WORK TO COMPLETE:
1. Answer these from the article on the album Stakes Is High:
(a) Which longtime producer did De La Soul not work with on this album?
(b) On which track did the album help introduce Mos Def to a wider audience?
(c) On what date is the 30th-anniversary edition scheduled for release?
2. Repeat the Stakes Is High article word for word, from "After the album's" to "series, Mosaic Thump.".
3. Pick up the article on the album Stakes Is High after its last sentence and keep writing.
** BEGIN TEXT SECTION **
Studio album by De La Soul
- Released: July 2, 1996
- Genre: East Coast hip hop
- Length: 68:19
- Labels: Tommy Boy; Warner Bros.;
- Producers: De La Soul; Spearhead X; Skeff Anselm; O.Gee; Jay Dee;

De La Soul chronology
| Buhloone Mindstate (1993) | Stakes Is High (1996) | Art Official Intelligence: Mosaic Thump (2000) |

Singles from Stakes Is High
- "Stakes Is High" Released: June 17, 1996; "Itzsoweezee (Hot)" Released: 1996; "4 More" Released: 1997;

= Stakes Is High =

Stakes Is High is the fourth studio album by American hip hop group De La Soul. It was released on July 2, 1996, through Tommy Boy Records. The album marked a change in the group's sound and direction, as it was their first release not produced in collaboration with Prince Paul. Stakes Is High was mainly produced by the group themselves, with additional tracks provided by Jay Dee, DJ Ogee, Spearhead X and Skeff Anslem. It is considered the group's darkest and most serious album. It received mostly strong reviews but little commercial success.

Professional ratings
Review scores
| Source | Rating |
| AllMusic | Star |
| Entertainment Weekly | B |
| Muzik | Star Half star |
| NME | 6/10 |
| RapReviews | 10/10 |
| Rolling Stone | Star |
| The Rolling Stone Album Guide | Star |
| Spin | 6/10 |
| Tiny Mix Tapes | Star |
| The Village Voice | B+ |

==History==
Stakes Is High marked the first time De La Soul did not collaborate with longtime producer Prince Paul on an album, as the group felt that the production he turned in for it didn't match the album's mood.

Stakes Is High deals with many topics, including the state of hip-hop, the commercialization of hip-hop culture, and criticism of gangsta rap. Rapper 2Pac later retaliated on the song "Against All Odds" from his posthumous 1996 album The Don Killuminati: The 7 Day Theory (as well as the unreleased song "Watch Ya Mouth" recorded during the same sessions). Naughty By Nature member Treach also took serious offense at the record, creating a feud that only died down after about a decade and a half after Stakes Is High was released.

Stakes Is High helped introduce rapper Mos Def to a wider audience, on the track "Big Brother Beat". Common also makes an appearance on "The Bizness".

After the album's release, the group toured extensively and remained rather quiet before returning in 2000 with the first installment of their "Art Official Intelligence" series, Mosaic Thump.

A 30th-anniversary edition of the album is scheduled for release on October 23, 2026, featuring instrumental tracks and additional songs.

===Interludes===
Like other De La Soul albums, Stakes Is High has a running theme, which in this case is the group's concern about the state of rap, as well as the state of hip hop culture and how it is regarded in general. The following sound clips are featured:

- The introduction track begins with various clips of interviews, the interviewees describing where they were when they first heard the influential rap album Criminal Minded.
** END TEXT SECTION **
** BEGIN EXCERPTED RECORDS **
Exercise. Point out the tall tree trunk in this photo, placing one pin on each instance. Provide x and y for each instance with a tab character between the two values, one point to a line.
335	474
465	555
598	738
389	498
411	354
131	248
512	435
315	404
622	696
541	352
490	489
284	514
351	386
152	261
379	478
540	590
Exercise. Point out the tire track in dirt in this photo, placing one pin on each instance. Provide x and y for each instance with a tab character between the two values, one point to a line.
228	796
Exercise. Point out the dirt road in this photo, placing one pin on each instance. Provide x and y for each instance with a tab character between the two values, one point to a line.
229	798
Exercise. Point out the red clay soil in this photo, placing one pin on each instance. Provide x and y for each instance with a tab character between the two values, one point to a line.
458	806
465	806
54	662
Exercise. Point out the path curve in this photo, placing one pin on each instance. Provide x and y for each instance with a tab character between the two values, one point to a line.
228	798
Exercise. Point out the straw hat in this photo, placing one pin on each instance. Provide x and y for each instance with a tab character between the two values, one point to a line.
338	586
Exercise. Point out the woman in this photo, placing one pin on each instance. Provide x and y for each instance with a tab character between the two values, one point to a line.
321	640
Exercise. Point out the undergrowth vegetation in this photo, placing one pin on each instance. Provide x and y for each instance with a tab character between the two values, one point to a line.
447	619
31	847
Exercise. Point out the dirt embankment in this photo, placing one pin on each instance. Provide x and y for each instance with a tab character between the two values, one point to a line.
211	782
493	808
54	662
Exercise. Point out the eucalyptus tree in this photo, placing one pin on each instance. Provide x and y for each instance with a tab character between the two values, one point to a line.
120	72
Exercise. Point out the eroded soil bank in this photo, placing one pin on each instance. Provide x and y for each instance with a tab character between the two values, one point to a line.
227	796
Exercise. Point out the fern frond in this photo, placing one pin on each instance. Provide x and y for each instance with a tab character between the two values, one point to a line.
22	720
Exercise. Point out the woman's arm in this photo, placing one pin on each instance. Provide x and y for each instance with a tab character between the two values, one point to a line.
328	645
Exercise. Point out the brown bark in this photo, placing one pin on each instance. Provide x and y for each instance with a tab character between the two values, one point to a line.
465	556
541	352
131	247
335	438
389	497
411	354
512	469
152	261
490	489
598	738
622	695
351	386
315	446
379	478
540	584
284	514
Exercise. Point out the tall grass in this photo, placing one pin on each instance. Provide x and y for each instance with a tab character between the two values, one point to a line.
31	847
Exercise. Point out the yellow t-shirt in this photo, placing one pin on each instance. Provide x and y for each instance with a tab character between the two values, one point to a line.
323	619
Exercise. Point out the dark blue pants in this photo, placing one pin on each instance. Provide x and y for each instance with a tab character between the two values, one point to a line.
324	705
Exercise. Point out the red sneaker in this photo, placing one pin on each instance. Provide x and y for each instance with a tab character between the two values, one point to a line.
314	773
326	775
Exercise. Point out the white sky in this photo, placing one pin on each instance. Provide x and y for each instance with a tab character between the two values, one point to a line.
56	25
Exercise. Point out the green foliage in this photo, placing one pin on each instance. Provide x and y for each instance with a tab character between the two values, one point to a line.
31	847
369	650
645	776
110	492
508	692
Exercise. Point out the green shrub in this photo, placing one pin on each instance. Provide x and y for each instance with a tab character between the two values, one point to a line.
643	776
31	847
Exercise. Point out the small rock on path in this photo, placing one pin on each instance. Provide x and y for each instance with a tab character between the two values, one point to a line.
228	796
** END EXCERPTED RECORDS **
ANSWERS TO THE TASKS:
1.
(a) Prince Paul
(b) "Big Brother Beat"
(c) October 23, 2026

2.
After the album's release, the group toured extensively and remained rather quiet before returning in 2000 with the first installment of their "Art Official Intelligence" series, Mosaic Thump.

3.
- At the end of track 9, "Long Island Degrees", a "redneck" explains why he hates rap music ("There's no music in it. It's just niggers talking.")
- At the end of track 10, "Betta Listen", there is a clip of Posdnuos and Maseo discussing an error in communication about a club.
- At the end of track 15, "Pony Ride"—an excerpt from the documentary Crumb, in which Maxon Crumb discusses his struggle living on the streets, describing his periods of optimism and depression. Of his situation, he remarks, "Stakes is high".
- The beginning and end of track 16, "Stakes is High", feature sound clips of people playing dice. A man nearby discusses the O. J. Simpson trials.
- The clip at the end of the final track, "Sunshine", closes the album with a young man saying "Yo, when I first heard 3 Feet High and Rising, I was" and then the clip is cut out in similar fashion to "Fight the Power" in Public Enemy's legendary album, Fear of a Black Planet. 3 Feet High and Rising was De La Soul's first release and a very influential album, held in similarly high regard as Criminal Minded, which is discussed at the beginning of the album.

==Critical reception==
Robert Christgau wrote: "After almost four years, Posdnuos and company emerge from the ether like the long-lost friends they are. Their wordplay assured in its subtle smarts, their delivery unassuming in its quick, unmacho mumble, their cultural awareness never smug about its balance, they bind up an identifiable feeling in an identifiable sound, and just about every one of the 17 tracks comes equipped with a solid beat and a likable hook or chorus. It's a relief to have them back. But it's never a revelation."

==Track listing==

Notes
- indicates an additional producer.
- "Baby Baby Baby Baby Ooh Baby" features additional vocals by the Jazzyfatnastees.
- The streaming version of the album divides "The Bizness" into two tracks, "The Bizness" and "Yunonstop".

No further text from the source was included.